Case ID: f-supp_52/html/0612-01.html
Source: Caselaw Access Project
Author: {"author": "SCHWELLENBACH, District Judge.", "license": "Public Domain", "url": "https://static.case.law/"}
Date Created: 2024-08-24T03:29:51.129683

UNITED STATES v. HILLYARD.
    No. C-3879.
    District Court, E. D. Washington, S. D.
    Nov. 30, 1943.
    Edward M. Connelly, U. S. Atty., of Spokane, Wash., for plaintiff.
    A. E. Dailey, of Everett, Wash., for defendant.
   SCHWELLENBACH, District Judge.

The defendant, having been duly (28 U.S.C.A. § 412) drawn as a juror, refused to serve giving as his reason his membership in Jehovah’s Witnesses. The Witnesses are an unincorporated body whose teaching is that the obligations imposed by God are superior to those enacted by temporal government. Their religious belief includes a literal version of Exodus, Chap. 20, verses 3, 4, and 5, in which it is said: “Thou shalt not have strange gods before me. Thou shalt not make unto thee any graven image, nor any likeness of anything that is in heaven above, or that is in the water under the earth; Thou shalt not bow down Thyself to them, nor serve them: for I the Lord thy God am a jealous God, visiting the 'iniquity of the- fathers upon the children unto the third and fourth generation of them that hate me.” While the defendant demonstrated his sincerity by expressing his willingness to submit to whatever punishment the court should impose, I felt that his refusal constituted such a challenge to the authority of the court as to require more formal inquiry and consideration. Consequently, I requested the United States Attorney for this District to prepare the necessary pleadings and issued an order citing the defendant to show cause why he should not be punished for contempt. The use of the contempt procedure in situations such as this is well established. Loubriel v. United States, 2 Cir., 9 F.2d 807; United States v. Dachis, D.C., 36 F.2d 601; 31 Am.Jur. p. 593. The compulsory attendance of jurors is necessary if the requirement of the representative character of a jury (Smith v. State of Texas, 311 U.S. 128, 130, 61 S.Ct. 164, 85 L.Ed. 84) is to be met.

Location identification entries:
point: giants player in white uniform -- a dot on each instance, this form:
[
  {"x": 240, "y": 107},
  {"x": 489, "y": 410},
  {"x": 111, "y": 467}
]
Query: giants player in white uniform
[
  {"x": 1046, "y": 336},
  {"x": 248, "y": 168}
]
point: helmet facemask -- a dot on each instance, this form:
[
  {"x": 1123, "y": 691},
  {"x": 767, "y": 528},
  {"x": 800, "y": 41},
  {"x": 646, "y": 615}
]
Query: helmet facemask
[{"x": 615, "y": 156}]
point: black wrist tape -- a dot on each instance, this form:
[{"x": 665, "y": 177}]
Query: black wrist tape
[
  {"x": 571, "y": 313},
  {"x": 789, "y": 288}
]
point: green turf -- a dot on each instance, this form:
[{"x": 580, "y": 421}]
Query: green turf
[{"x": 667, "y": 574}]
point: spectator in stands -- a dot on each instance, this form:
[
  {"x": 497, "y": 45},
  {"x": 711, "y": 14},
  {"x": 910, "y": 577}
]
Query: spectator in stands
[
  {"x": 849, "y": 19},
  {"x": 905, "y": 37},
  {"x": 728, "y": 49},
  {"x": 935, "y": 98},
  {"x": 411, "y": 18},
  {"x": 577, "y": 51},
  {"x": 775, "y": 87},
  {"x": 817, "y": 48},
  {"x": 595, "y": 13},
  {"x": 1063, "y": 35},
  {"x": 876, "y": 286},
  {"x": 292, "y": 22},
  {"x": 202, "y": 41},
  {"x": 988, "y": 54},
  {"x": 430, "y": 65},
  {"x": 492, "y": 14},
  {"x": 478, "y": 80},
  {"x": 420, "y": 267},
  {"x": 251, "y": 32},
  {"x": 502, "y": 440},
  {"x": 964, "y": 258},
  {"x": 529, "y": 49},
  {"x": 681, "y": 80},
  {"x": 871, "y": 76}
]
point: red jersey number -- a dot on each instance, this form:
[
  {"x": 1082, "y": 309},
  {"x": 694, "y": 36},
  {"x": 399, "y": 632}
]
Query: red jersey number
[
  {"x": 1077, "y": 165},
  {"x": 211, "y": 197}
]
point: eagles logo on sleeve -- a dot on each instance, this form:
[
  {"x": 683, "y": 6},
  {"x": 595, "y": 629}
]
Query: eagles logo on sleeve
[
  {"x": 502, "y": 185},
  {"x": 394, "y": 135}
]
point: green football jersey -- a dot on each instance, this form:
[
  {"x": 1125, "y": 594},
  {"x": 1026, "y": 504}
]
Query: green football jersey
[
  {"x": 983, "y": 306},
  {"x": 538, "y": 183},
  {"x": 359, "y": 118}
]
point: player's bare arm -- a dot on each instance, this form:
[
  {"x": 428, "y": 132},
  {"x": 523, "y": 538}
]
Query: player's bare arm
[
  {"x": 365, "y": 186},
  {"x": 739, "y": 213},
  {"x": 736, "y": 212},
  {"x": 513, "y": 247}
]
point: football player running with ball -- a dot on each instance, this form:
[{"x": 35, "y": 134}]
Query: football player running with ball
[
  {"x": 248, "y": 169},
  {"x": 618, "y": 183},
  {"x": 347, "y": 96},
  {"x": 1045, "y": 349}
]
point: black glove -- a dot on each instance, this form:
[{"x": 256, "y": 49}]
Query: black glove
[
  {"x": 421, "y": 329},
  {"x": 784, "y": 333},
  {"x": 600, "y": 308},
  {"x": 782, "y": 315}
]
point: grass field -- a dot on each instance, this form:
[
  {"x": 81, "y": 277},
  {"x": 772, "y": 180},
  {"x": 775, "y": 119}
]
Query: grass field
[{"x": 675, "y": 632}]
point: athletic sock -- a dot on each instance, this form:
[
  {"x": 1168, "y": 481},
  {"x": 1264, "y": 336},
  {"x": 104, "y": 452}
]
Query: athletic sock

• **WHAT IS REQUIRED**: Reproduce, word for word, everything in the juror contempt opinion from "Case ID: f-supp_52/html/0612-01.html" down to "STATES v. HILLYARD.".

• **COMPLETE OUTPUT**:
Case ID: f-supp_52/html/0612-01.html
Source: Caselaw Access Project
Author: {"author": "SCHWELLENBACH, District Judge.", "license": "Public Domain", "url": "https://static.case.law/"}
Date Created: 2024-08-24T03:29:51.129683

UNITED STATES v. HILLYARD.